* BEGIN RECORDS SUPPLIED *
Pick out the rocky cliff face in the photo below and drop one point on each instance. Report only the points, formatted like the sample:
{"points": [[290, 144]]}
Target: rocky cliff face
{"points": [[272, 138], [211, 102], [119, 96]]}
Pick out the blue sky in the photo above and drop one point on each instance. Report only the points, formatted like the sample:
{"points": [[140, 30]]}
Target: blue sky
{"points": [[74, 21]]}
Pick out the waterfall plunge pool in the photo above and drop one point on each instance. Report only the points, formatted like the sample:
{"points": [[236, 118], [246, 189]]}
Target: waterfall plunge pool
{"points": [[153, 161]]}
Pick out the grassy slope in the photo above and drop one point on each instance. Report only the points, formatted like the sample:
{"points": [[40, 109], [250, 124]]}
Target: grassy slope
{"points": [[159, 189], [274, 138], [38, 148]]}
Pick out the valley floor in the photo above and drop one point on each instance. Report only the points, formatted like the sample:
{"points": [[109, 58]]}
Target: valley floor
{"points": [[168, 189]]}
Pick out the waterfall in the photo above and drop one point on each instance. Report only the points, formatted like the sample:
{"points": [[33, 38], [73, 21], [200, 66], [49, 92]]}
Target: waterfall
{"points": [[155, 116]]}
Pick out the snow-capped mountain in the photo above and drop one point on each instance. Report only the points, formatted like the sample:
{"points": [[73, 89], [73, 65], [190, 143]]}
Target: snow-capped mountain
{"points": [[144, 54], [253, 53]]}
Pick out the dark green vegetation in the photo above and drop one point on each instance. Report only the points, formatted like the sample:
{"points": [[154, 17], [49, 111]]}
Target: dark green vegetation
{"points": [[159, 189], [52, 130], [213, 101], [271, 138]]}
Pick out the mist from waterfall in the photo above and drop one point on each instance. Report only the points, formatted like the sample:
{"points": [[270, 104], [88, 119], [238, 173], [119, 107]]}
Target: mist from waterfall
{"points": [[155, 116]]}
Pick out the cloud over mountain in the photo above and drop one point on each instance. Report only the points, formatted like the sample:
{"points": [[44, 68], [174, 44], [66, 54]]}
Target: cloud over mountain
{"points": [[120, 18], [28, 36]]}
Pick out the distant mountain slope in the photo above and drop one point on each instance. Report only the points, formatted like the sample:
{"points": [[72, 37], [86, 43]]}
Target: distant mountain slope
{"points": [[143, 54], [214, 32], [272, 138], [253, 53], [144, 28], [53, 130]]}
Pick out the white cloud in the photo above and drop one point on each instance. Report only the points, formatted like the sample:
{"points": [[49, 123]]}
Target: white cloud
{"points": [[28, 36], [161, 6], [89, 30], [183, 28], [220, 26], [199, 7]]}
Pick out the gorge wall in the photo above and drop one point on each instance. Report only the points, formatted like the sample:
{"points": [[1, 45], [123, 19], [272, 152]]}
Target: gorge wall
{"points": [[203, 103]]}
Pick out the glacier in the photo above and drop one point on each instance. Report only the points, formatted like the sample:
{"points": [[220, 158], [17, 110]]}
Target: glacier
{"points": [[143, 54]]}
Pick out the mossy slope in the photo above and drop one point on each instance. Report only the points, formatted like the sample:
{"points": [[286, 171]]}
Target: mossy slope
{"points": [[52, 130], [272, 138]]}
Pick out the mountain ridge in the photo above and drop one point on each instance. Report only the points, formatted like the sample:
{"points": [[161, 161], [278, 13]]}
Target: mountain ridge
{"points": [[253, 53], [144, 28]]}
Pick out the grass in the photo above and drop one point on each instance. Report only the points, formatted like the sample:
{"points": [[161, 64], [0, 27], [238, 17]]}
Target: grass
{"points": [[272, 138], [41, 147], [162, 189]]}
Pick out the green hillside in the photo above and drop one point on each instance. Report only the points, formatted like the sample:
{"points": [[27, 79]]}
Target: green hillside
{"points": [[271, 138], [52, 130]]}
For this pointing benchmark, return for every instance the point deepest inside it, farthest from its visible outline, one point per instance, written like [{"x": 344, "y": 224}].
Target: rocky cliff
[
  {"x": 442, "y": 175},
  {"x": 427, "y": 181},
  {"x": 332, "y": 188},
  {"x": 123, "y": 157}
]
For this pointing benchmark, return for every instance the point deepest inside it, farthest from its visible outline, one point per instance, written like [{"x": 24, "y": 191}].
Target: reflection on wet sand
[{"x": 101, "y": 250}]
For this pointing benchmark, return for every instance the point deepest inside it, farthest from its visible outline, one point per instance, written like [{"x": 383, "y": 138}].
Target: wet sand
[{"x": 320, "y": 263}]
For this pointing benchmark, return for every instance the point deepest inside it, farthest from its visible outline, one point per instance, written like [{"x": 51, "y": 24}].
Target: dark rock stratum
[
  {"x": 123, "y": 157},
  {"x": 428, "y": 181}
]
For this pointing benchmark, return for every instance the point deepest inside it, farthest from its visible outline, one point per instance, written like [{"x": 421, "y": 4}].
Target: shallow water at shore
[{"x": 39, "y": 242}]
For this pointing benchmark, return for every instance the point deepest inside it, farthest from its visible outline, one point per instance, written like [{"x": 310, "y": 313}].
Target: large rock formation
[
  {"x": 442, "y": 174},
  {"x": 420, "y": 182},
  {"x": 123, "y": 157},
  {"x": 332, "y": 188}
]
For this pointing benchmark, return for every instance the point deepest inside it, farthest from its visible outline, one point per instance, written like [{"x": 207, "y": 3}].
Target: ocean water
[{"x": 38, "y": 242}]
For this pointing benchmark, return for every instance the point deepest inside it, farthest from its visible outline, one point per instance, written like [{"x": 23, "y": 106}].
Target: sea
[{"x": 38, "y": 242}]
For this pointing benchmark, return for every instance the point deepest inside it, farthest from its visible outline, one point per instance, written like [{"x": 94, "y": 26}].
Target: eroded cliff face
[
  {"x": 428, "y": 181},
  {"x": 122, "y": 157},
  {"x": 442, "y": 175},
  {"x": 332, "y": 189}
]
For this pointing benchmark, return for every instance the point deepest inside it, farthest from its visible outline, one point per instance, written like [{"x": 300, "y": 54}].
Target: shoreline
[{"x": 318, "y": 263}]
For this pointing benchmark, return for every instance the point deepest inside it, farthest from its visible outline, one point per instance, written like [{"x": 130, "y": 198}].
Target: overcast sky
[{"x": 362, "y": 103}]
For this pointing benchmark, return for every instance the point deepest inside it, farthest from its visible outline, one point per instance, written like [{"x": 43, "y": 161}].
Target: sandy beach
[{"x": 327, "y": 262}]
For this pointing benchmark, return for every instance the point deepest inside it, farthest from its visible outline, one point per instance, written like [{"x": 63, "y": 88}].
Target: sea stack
* END RECORDS SUPPLIED *
DESCRIPTION OF THE TASK:
Output the full listing exactly as it stands.

SOLUTION FOR THIS EXERCISE:
Pick out the rocky cliff face in the photo below and drop one point on each instance. Report only the points, formatted like the sample:
{"points": [[290, 144]]}
Target: rocky cliff face
{"points": [[272, 138], [211, 102], [119, 96]]}
Pick out the blue sky in the photo above and drop one point on each instance. Report only the points, formatted like the sample:
{"points": [[140, 30]]}
Target: blue sky
{"points": [[74, 21]]}
Pick out the waterfall plunge pool in the photo above and drop one point on each instance. Report only the points, formatted like the sample:
{"points": [[236, 118], [246, 189]]}
Target: waterfall plunge pool
{"points": [[153, 161]]}
Pick out the grassy slope in the photo above and drop one point on each instance. Report only the points, formatted like the sample:
{"points": [[40, 109], [250, 124]]}
Target: grassy slope
{"points": [[159, 189], [274, 138], [38, 148]]}
Pick out the valley floor in the photo above and drop one point on each instance. Report only the points, formatted like the sample:
{"points": [[109, 58]]}
Target: valley floor
{"points": [[168, 189]]}
Pick out the waterfall in the photo above and drop one point on each instance. Report only the points, formatted like the sample:
{"points": [[33, 38], [73, 21], [200, 66], [49, 92]]}
Target: waterfall
{"points": [[155, 116]]}
Pick out the snow-capped mountain in the photo above and drop one point on each instance. Report only the points, formatted like the sample:
{"points": [[73, 89], [73, 65], [190, 143]]}
Target: snow-capped mountain
{"points": [[144, 54], [253, 53]]}
Pick out the dark green vegetation in the photo above and drop one point on each instance. Report only the points, formatted like the sample:
{"points": [[154, 17], [49, 111]]}
Target: dark green vegetation
{"points": [[159, 189], [52, 130], [213, 101], [271, 138]]}
Pick out the mist from waterfall in the photo above and drop one point on each instance. Report only the points, formatted like the sample:
{"points": [[270, 104], [88, 119], [238, 173], [119, 107]]}
Target: mist from waterfall
{"points": [[155, 116]]}
Pick out the cloud over mountain in the photo above and drop one point on each instance. Report only the points, formatted like the sample:
{"points": [[44, 68], [174, 44], [66, 54]]}
Target: cloud over mountain
{"points": [[120, 18], [28, 36]]}
Pick out the distant mountain slope in the photo above and drop one point on each instance. Report only the points, formatted like the sample:
{"points": [[72, 37], [86, 43]]}
Target: distant mountain slope
{"points": [[143, 54], [214, 32], [272, 138], [253, 53], [144, 28], [53, 130]]}
Pick out the white cloud in the photo above and drop one point on each instance. Report only the points, formatted like the sample:
{"points": [[49, 123]]}
Target: white cloud
{"points": [[28, 36], [161, 6], [89, 30], [183, 28], [220, 26], [199, 7]]}
Pick out the gorge wall in the photo above and drop one point on each instance. Report only the points, formatted like the sample:
{"points": [[1, 45], [123, 19], [272, 152]]}
Target: gorge wall
{"points": [[203, 103]]}
Pick out the glacier in the photo above and drop one point on each instance. Report only the points, formatted like the sample:
{"points": [[220, 158], [17, 110]]}
Target: glacier
{"points": [[143, 54]]}
Pick out the mossy slope in the photo above and drop one point on each instance. Report only the points, formatted like the sample:
{"points": [[286, 171]]}
Target: mossy slope
{"points": [[52, 130], [272, 138]]}
Pick out the mountain ridge in the photo above and drop one point on each instance. Report only the points, formatted like the sample:
{"points": [[161, 161], [278, 13]]}
Target: mountain ridge
{"points": [[253, 53], [144, 28]]}
Pick out the grass in the photo above and drop one point on each instance. Report only the points, formatted like the sample:
{"points": [[161, 64], [0, 27], [238, 17]]}
Target: grass
{"points": [[272, 138], [41, 147], [162, 189]]}
Pick out the green hillside in the photo above and drop one point on each instance. Report only the points, formatted like the sample:
{"points": [[27, 79]]}
Target: green hillside
{"points": [[271, 138], [52, 130]]}
For this pointing benchmark, return for every instance the point deepest inside it, farthest from its visible outline, one point per instance, written like [{"x": 344, "y": 224}].
Target: rocky cliff
[
  {"x": 442, "y": 175},
  {"x": 427, "y": 181},
  {"x": 332, "y": 188},
  {"x": 123, "y": 157}
]
For this pointing benchmark, return for every instance the point deepest inside it, farthest from its visible outline, one point per instance, written like [{"x": 24, "y": 191}].
Target: reflection on wet sand
[{"x": 101, "y": 250}]
For this pointing benchmark, return for every instance the point deepest inside it, farthest from its visible outline, one point per instance, written like [{"x": 383, "y": 138}].
Target: wet sand
[{"x": 320, "y": 263}]
For this pointing benchmark, return for every instance the point deepest inside it, farthest from its visible outline, one point per instance, written like [{"x": 51, "y": 24}].
Target: dark rock stratum
[
  {"x": 123, "y": 157},
  {"x": 428, "y": 181}
]
For this pointing benchmark, return for every instance the point deepest inside it, farthest from its visible outline, one point per instance, written like [{"x": 421, "y": 4}].
Target: shallow water at shore
[{"x": 39, "y": 242}]
For this pointing benchmark, return for every instance the point deepest inside it, farthest from its visible outline, one point per instance, written like [{"x": 310, "y": 313}].
Target: large rock formation
[
  {"x": 442, "y": 174},
  {"x": 420, "y": 182},
  {"x": 123, "y": 157},
  {"x": 332, "y": 188}
]
For this pointing benchmark, return for every instance the point deepest inside it, farthest from its visible outline, one point per instance, written like [{"x": 207, "y": 3}].
Target: ocean water
[{"x": 38, "y": 242}]
For this pointing benchmark, return for every instance the point deepest inside it, farthest from its visible outline, one point per instance, written like [{"x": 23, "y": 106}].
Target: sea
[{"x": 38, "y": 242}]
For this pointing benchmark, return for every instance the point deepest inside it, farthest from its visible outline, one point per instance, written like [{"x": 94, "y": 26}].
Target: eroded cliff face
[
  {"x": 428, "y": 181},
  {"x": 122, "y": 157},
  {"x": 442, "y": 175},
  {"x": 332, "y": 189}
]
For this pointing benchmark, return for every instance the point deepest inside it, farthest from its visible outline, one point per instance, written like [{"x": 300, "y": 54}].
Target: shoreline
[{"x": 318, "y": 263}]
For this pointing benchmark, return for every instance the point deepest inside it, farthest from its visible outline, one point per instance, written like [{"x": 130, "y": 198}].
Target: overcast sky
[{"x": 362, "y": 103}]
For this pointing benchmark, return for every instance the point deepest inside it, farthest from its visible outline, one point per instance, written like [{"x": 43, "y": 161}].
Target: sandy beach
[{"x": 327, "y": 262}]
For this pointing benchmark, return for every instance the point deepest inside it, farthest from its visible outline, one point per instance, written like [{"x": 63, "y": 88}].
Target: sea stack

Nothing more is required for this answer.